| Given exercise |
Reproduce the entries below word for word, starting at the line that contains "Objective — drop a marker on each instance of the green" and continuing up to and including the line that contains "[[243, 169]]".

| Extracted material |
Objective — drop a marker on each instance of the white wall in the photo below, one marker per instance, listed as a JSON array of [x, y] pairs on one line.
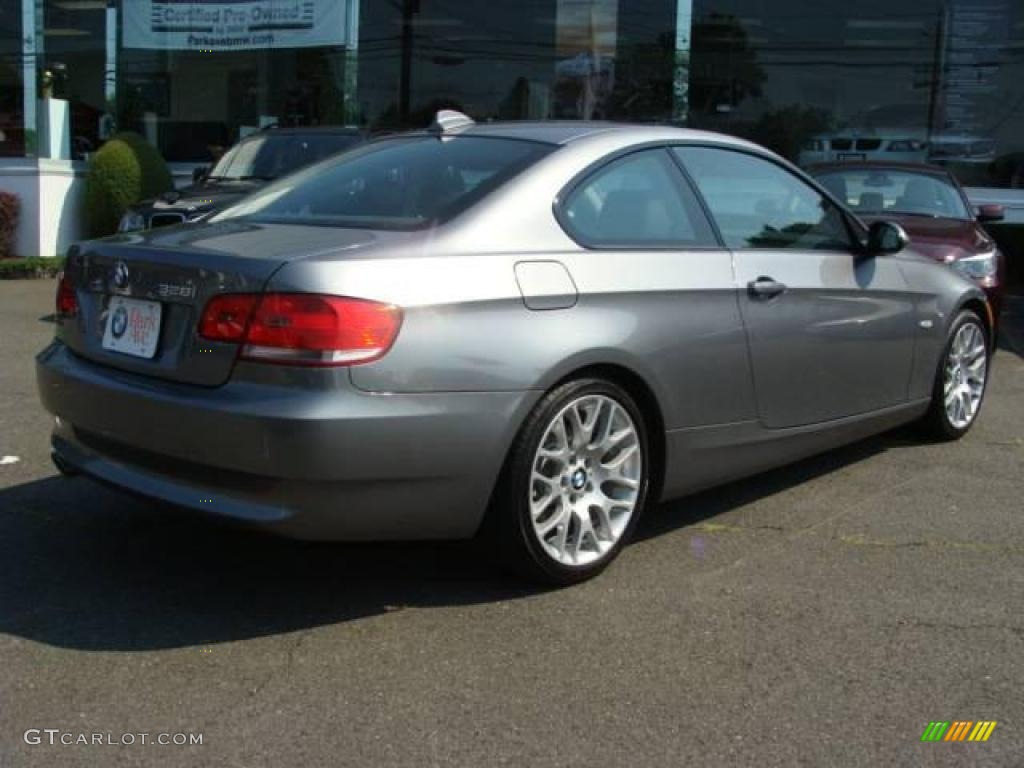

==

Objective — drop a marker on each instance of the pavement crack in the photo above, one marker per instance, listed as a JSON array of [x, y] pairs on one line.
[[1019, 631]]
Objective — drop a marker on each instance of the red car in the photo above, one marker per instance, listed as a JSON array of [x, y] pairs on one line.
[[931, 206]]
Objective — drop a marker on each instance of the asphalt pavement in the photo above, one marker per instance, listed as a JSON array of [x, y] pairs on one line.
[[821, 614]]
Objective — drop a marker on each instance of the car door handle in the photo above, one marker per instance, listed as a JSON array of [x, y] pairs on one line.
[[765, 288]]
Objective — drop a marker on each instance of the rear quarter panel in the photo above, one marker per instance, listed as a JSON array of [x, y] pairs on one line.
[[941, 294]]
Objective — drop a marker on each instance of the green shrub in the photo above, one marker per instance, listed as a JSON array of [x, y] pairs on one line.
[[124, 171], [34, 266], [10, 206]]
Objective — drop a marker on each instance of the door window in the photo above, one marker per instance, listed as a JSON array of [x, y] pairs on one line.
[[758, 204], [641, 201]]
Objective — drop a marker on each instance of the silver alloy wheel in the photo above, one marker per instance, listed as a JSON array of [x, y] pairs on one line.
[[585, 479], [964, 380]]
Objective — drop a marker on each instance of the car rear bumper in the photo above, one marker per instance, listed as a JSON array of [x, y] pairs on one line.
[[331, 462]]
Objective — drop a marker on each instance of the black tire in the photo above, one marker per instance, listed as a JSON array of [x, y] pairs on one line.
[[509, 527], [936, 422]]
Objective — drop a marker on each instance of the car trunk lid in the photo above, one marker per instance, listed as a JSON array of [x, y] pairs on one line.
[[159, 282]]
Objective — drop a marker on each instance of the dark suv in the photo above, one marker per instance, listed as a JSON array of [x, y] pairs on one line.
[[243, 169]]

| Task output |
Objective — drop a marker on each instance of the green shrub in the photo above, one marker per instance, listed as a JSON array of [x, y] pairs on one line.
[[124, 171], [34, 266], [10, 206]]
Objective — drop a marker on each instance of the door window in the photo above, one marker per instance, listed as a JSON array of [x, y] pairs on one line.
[[758, 204], [641, 201]]
Objective — drop a marker on each instance of the silver alloy wheel in the photo above, one marker per instance, listed as a JSON array of [x, y] pairs on one line.
[[585, 479], [964, 380]]
Objective — drop a marker on each instance of the car rear bumper in the photo above, one marker per instance, listed as a JSON array of [x, y] pairs on one line.
[[331, 462]]
Objective — drop a marker on each instance of the black tire in the photo above, one marker per instance, listed as a JSON array of [x, y] pairs on one line.
[[509, 527], [936, 422]]
Objective — drop a marker on each instance of the car trunk lid in the photo above, one marker per instance, listed as a JSON array of [x, y] pairs on one line.
[[159, 282]]
Objective — drop a marker on each instance of the dark suv in the photo above, one marker per instance, listed as a JSON array of [x, y] pairs on one line.
[[243, 169]]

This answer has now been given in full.